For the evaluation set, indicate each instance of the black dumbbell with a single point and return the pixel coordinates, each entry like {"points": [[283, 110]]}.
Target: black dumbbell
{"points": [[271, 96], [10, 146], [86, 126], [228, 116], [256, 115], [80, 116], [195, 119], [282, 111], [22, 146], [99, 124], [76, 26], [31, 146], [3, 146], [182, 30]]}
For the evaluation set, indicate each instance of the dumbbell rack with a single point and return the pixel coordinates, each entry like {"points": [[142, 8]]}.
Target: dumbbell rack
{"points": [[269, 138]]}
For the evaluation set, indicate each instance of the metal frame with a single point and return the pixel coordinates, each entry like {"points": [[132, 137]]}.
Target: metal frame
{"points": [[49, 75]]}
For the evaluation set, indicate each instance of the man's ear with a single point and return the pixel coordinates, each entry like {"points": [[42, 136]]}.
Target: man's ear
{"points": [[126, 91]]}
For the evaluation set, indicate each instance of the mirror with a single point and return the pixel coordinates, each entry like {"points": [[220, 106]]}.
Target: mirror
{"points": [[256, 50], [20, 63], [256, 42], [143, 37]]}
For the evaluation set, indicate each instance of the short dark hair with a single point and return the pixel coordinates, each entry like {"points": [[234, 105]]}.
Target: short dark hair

____

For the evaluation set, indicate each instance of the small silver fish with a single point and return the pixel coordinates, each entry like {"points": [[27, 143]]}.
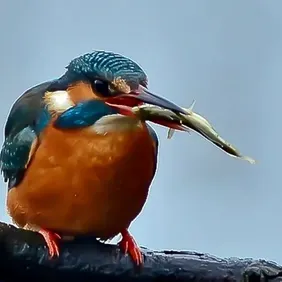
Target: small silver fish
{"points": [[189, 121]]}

____

▸ **What you are asked to do**
Work out how many lines above contain the string "dumbbell", treating uppercase and lowercase as different, and reply with the number alone.

▸ **Response**
4